The approach is growing in popularity, with districts in Georgia, Illinois, and elsewhere offering test-to-stay or similar programs, according to the New York Times. New York City recently announced that it would implement weekly testing and relax quarantine rules, though it is not yet using daily tests as a substitute for quarantines. Schools in Utah have used a form of test-to-stay since the 2020–21 school year, and researchers credit the approach with keeping kids in school even during Covid’s winter surge. Just 0.7 percent of students tested positive as part of the protocols, which researchers estimate saved 109,752 student days of in-person instruction.

Overall, widespread quarantines “aren’t necessary if we know who is infectious and who is not infectious,” Bilinski said. “We don’t need to have that level of disruption in order to prevent further onward transmission.”

To make it work, the US needs to embrace testing

But many districts around the country have yet to adopt any form of test-to-stay and are sticking with the quarantine approach — or no approach at all.

Part of the reason is that the CDC has yet to endorse test-to-stay, citing a need for more research. That creates something of a chicken-and-egg situation. “Some schools that we’ve talked to have said, ‘We’re not going to embrace test-to-stay because the CDC doesn’t yet endorse it,’” Salomon said. But “the CDC is saying [it wants] to collect more data from schools that are doing this.” The result, for now, is inaction.

Then there’s the shortage of testing supplies. As anyone who’s tried to buy a rapid test at a drugstore in the last few weeks knows, the tests can be nearly impossible to come by. Some of the shortage is due to regulatory hurdles — the FDA has approved relatively few rapid tests, using what some argue are inappropriately high standards. The result is that prices are high and demand outstrips supply, with school districts, like ordinary people, sometimes struggling to get their hands on enough tests.

Task to carry out:
According to the passage on school test-to-stay programs, how many student days of in-person instruction do researchers estimate Utah's protocols saved?

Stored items
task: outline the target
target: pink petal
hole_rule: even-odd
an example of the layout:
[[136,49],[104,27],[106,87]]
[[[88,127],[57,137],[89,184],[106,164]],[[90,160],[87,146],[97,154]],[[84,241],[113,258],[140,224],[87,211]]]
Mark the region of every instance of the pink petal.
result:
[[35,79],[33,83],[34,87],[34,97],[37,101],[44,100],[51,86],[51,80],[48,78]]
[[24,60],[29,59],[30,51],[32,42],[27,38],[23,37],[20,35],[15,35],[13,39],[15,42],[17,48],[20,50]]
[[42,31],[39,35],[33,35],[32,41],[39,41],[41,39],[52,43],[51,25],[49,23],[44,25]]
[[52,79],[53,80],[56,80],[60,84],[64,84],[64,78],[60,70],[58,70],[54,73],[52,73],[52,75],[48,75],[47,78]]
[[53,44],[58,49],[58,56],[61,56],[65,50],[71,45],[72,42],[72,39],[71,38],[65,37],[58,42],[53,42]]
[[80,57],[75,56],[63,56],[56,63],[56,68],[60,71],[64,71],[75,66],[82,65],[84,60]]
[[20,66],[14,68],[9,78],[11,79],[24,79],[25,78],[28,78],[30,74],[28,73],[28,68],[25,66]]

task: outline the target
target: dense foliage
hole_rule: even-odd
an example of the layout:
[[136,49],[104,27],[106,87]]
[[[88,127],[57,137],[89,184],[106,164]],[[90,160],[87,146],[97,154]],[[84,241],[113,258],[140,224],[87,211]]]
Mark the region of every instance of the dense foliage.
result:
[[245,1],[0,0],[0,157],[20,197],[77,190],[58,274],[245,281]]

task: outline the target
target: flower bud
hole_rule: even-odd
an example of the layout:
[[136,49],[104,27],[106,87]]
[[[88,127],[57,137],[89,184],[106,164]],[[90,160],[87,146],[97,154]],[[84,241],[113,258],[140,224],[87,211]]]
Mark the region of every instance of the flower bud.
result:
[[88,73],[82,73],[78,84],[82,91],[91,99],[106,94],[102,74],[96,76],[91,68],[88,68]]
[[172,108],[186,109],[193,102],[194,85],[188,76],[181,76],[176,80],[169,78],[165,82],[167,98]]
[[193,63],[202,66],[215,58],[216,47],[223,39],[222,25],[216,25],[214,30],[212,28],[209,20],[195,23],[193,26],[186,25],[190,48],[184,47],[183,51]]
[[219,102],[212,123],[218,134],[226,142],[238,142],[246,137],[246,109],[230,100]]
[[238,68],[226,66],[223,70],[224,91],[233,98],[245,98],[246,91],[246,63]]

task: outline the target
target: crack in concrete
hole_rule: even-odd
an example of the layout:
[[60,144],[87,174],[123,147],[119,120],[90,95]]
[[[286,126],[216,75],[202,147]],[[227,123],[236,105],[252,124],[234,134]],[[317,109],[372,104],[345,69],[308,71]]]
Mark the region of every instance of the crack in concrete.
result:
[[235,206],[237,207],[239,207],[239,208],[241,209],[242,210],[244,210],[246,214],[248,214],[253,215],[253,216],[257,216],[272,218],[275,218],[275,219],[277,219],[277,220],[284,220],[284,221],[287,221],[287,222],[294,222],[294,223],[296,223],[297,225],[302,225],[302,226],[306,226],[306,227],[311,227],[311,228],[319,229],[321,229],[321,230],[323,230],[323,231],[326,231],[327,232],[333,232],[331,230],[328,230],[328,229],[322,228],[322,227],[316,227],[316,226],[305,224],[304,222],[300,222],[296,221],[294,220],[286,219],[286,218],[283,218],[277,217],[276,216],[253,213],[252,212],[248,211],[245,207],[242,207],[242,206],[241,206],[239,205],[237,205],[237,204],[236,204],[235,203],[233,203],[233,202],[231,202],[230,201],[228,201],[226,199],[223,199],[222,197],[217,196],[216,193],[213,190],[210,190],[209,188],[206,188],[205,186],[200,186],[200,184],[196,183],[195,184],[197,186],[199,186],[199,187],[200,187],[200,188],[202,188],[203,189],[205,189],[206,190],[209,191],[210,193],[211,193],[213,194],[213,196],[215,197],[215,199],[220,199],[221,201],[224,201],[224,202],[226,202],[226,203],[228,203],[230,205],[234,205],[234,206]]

Exercise output:
109,752 student days.